Problem requirements:
Every record must appear in your reply exactly as written.

Information supplied:
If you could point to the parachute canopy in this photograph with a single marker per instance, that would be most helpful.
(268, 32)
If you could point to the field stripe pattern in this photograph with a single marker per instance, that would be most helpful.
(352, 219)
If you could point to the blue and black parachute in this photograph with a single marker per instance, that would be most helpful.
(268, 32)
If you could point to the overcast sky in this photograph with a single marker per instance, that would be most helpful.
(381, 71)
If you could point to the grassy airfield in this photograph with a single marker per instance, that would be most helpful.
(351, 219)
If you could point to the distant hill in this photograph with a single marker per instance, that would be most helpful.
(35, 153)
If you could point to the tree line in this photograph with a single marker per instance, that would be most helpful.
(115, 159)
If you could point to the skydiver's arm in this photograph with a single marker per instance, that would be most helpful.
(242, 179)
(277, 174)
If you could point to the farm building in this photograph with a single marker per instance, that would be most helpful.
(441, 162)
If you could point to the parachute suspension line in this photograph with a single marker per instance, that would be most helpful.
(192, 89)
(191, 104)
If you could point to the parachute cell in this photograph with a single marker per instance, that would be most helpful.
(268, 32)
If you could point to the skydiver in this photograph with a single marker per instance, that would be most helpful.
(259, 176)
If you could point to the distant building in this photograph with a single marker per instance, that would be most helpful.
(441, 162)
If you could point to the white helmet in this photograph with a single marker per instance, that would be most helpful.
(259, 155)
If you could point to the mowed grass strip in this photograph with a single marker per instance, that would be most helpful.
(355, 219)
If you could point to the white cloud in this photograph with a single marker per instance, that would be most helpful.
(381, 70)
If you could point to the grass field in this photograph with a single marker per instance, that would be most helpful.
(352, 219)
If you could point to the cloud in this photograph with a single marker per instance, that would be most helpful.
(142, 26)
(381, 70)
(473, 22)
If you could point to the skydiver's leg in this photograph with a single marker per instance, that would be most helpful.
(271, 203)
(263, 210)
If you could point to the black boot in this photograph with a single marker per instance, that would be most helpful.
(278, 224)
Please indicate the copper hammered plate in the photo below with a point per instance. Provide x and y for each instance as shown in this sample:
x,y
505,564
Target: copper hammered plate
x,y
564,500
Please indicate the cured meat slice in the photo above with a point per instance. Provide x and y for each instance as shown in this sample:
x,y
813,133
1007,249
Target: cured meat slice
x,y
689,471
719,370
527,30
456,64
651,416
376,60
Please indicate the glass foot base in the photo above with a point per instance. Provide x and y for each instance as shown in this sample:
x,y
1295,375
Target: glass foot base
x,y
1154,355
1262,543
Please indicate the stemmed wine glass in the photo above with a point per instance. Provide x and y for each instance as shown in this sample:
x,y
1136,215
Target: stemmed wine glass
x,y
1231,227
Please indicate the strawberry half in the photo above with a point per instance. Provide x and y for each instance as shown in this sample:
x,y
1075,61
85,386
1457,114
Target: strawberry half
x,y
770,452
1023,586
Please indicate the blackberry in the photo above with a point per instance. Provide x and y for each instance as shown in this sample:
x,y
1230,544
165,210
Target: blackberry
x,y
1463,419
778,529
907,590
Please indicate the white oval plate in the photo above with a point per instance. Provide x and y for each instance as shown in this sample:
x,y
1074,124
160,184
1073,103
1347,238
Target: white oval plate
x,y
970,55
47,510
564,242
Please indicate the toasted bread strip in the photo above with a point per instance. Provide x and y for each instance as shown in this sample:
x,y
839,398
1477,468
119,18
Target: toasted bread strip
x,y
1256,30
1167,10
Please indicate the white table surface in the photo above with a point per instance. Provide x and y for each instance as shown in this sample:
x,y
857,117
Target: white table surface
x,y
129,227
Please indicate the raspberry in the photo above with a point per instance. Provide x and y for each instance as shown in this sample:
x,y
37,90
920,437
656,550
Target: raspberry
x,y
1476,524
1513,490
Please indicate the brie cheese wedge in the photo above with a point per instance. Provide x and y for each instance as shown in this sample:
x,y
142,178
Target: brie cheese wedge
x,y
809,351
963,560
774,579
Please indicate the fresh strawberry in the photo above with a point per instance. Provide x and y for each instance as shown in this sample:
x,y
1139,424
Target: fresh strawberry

Answer section:
If you could point to the parachute canopy in this photograph with a single marker per instance, that would be most helpful.
(268, 32)
If you could point to the field stripe pattern in this photograph with a single marker per instance, that would be most helpful.
(352, 219)
If you could point to the blue and black parachute in this photograph with a single marker per instance, that would be most helpful.
(268, 32)
If you could point to the overcast sky in this photograph with a single marker per instance, that would be most helpful.
(381, 71)
If you could point to the grassy airfield in this photograph with a single marker per instance, that would be most helpful.
(351, 219)
If you could point to the distant hill in this photograph with a single marker per instance, that would be most helpful.
(35, 153)
If you could point to the tree line in this photograph with a single marker per instance, that would be most helpful.
(115, 159)
If you could point to the skydiver's arm in this photograph with a single marker per instance, that would be most helpful.
(242, 179)
(277, 174)
If you could point to the farm building in this photograph with a single marker per instance, that would be most helpful.
(441, 162)
If you could point to the parachute suspension line in this photograph with a single marker per instance, that would be most helpful.
(192, 89)
(191, 104)
If you could point to the parachute cell in this photograph with a single marker per instance, that would be most helpful.
(268, 32)
If you could point to the skydiver in this photograph with a single marker per instance, that would be most helpful.
(259, 176)
If you could point to the distant building in this photograph with a single marker per instance, that would be most helpful.
(441, 162)
If you could point to the white helmet in this photograph with a single marker per instance, that would be most helpful.
(259, 155)
If you could point to the mowed grass strip in this photograph with a single marker per instance, that would be most helpful.
(355, 219)
If you could point to the white cloud in this photograph with a single marker per instance, that would be most helpful.
(381, 70)
If you could point to the grass field in this photograph with a single marker per instance, that would be most helpful.
(352, 219)
If you could point to the cloud in this photograph with a single marker per instance, that would be most helpful.
(142, 26)
(381, 70)
(473, 22)
If you could point to the skydiver's leg in this photograph with a single marker per instance, that would be most helpful.
(271, 203)
(263, 210)
If you could point to the black boot in this photograph with a single marker per instance, that would be most helpful.
(278, 224)
Please indicate the copper hammered plate in the photo below with a point per instance. Provide x and y for each instance as shown in this sample:
x,y
505,564
Target: copper hammered plate
x,y
564,500
Please indicate the cured meat slice in the photo above with a point per instance. Provide x and y for each instance as shown in this sample:
x,y
813,133
1007,249
Target: cured meat slice
x,y
689,471
719,370
527,30
456,64
651,416
376,60
Please indicate the glass foot base in the photo above with a point per instance. Provide x and y for each instance as shown in this sample:
x,y
1295,375
Target: glass foot base
x,y
1154,355
1262,543
Please indicate the stemmed wine glass in the photo above with a point per instance. Provide x and y for each instance as shown in this sample:
x,y
1136,215
Target: stemmed wine glass
x,y
1231,227
Please indicate the strawberry half in the photo above with a point per instance. Provide x and y for each instance as shown in this sample:
x,y
1075,61
85,386
1457,114
Target: strawberry half
x,y
770,452
1023,586
Please indicate the blackberry in the photo above with a point per instance. Provide x and y for each instance as shown in this sample:
x,y
1230,544
165,210
Target: blackberry
x,y
1463,419
778,529
907,590
Please indicate the white oval plate in the photo above with a point per instance. Provide x and y for each instance as shown in this sample:
x,y
1074,124
160,184
1073,103
1347,238
Target: white oval plate
x,y
970,55
47,510
564,242
Please indicate the toasted bread strip in the photo above with a point per instance. Provide x and y for each instance as shown in this sample:
x,y
839,398
1477,468
119,18
Target: toasted bread strip
x,y
1256,30
1167,10
Please indicate the white table surface in the photo above with a point per instance. Provide x and y for each instance as shown in this sample:
x,y
857,117
Target: white table surface
x,y
129,227
Please indicate the raspberry in the photo above with a point per instance. Provide x and y for each instance as shown in this sample:
x,y
37,90
920,437
656,550
Target: raspberry
x,y
1476,524
1513,490
Please indicate the brie cheese wedge in the photo above with a point per instance. Provide x and y for each instance as shown in this sample:
x,y
142,178
Target: brie cheese wedge
x,y
809,351
963,560
774,579
Please indicate the fresh strawberry in the photo above with a point per instance. Provide x and y for each instance as shown in this sample:
x,y
1139,424
Target: fresh strawberry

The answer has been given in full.